▸ PROBLEM SET
(1) Copy from the mechanic's lien opinion below the passage that begins at the words "While New England" and ends after the words "the defendant's counterclaim.".
(2) Translate into Spanish this sentence from the mechanic's lien opinion below: "The defendants counterclaimed alleging breach of contract, faulty workmanship and breach of implied warranties."
(3) Answer these questions from the mechanic's lien opinion below.
(a) On what date was the decision released?
(b) Who filed a brief for the appellees?
(c) In what exact amount was judgment rendered for the defendants on the counterclaim?

▸ EXTRACT TO READ
══════════

Opinion
(5569)
The plaintiff sought to foreclose a mechanic's lien against certain of the defendants' real property claiming that the defendants had failed to make full payment for the construction of a house on that property. The defendants filed a counterclaim alleging, inter alia, breach of contract and faulty workmanship. The trial court rendered judgment, in accordance with the report of the attorney referee to whom the matter was assigned, awarding the plaintiff some $9000 and awarding the defendants some $11,000. On the plaintiffs appeal to this court, held that the plaintiff, not having filed a timely objection to the acceptance of the attorney referee's report, could not prevail on its challenges to the acceptance of that report; moreover, the subordinate facts found by the attorney referee were sufficient to support his ultimate factual conclusions.
Submitted on briefs September 14, 1987
Decision released November 17, 1987
Action to foreclose a mechanic's lien, and for other relief, brought to the Superior Court in the judicial district of New London, where the defendants filed a counterclaim; the matter was referred to Wayne G. Tillinghast, attorney state trial referee, who recommended judgment for the plaintiff, in part, on the complaint, and for the defendants, in part, on the counterclaim; thereafter, the court, Hendel, J., rendered judgment in accordance with the referee's report, and the plaintiff appealed to this court. No error.
Joseph Glass filed a brief for the appellant (plaintiff).
Michael A. Blanchard filed a brief for the appellees (defendants).
The plaintiff, Morning Star Holding Company, a corporation involved in commercial and residential construction, instituted this action for foreclosure of a mechanic's lien against the defendants' newly constructed house. The complaint alleged breach of contract and monies owed under the doctrine of quantum meruit. The defendants counterclaimed alleging breach of contract, faulty workmanship and breach of implied warranties.
While New England Savings Bank is also named as a defendant as the holder of the mortgage on said premises, we will refer to the homeowners as the defendants.
The matter was heard by an attorney trial referee and judgment was rendered by the trial court in accordance with his findings of fact. Judgment was rendered for the plaintiff on the complaint in the amount of $9260.16, and for the defendants on the counterclaim in the amount of $11,525. The plaintiff appeals from the judgment for the defendant on the defendant's counterclaim.

══════════

▸ INFORMATION GIVEN
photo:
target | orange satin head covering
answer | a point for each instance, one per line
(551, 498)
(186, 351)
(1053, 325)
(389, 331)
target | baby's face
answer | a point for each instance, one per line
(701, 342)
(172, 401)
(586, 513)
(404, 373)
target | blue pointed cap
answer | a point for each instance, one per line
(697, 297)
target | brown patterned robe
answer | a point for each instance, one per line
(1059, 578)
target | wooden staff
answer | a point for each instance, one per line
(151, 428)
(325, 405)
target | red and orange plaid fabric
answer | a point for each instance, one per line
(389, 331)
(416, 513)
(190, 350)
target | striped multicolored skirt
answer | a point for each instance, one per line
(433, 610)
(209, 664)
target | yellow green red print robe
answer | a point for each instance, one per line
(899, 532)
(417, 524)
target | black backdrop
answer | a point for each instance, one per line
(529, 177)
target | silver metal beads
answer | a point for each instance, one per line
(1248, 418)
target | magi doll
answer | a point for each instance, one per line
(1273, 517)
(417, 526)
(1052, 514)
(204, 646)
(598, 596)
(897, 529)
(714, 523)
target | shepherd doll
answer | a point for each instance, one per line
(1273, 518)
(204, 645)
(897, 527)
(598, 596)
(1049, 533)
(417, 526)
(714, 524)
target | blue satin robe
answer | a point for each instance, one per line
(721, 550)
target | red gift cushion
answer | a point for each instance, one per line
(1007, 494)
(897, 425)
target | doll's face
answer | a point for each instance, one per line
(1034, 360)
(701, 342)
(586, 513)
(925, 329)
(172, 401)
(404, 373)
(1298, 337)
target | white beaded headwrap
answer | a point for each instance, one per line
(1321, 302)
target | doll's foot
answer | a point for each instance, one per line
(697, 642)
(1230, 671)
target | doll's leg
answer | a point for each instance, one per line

══════════

▸ RESULTS OF THE TASKS
(1)
While New England Savings Bank is also named as a defendant as the holder of the mortgage on said premises, we will refer to the homeowners as the defendants.
The matter was heard by an attorney trial referee and judgment was rendered by the trial court in accordance with his findings of fact. Judgment was rendered for the plaintiff on the complaint in the amount of $9260.16, and for the defendants on the counterclaim in the amount of $11,525. The plaintiff appeals from the judgment for the defendant on the defendant's counterclaim.

(2) Los demandados presentaron una reconvención alegando incumplimiento de contrato, mano de obra defectuosa e incumplimiento de garantías implícitas.

(3)
(a) November 17, 1987
(b) Michael A. Blanchard
(c) $11,525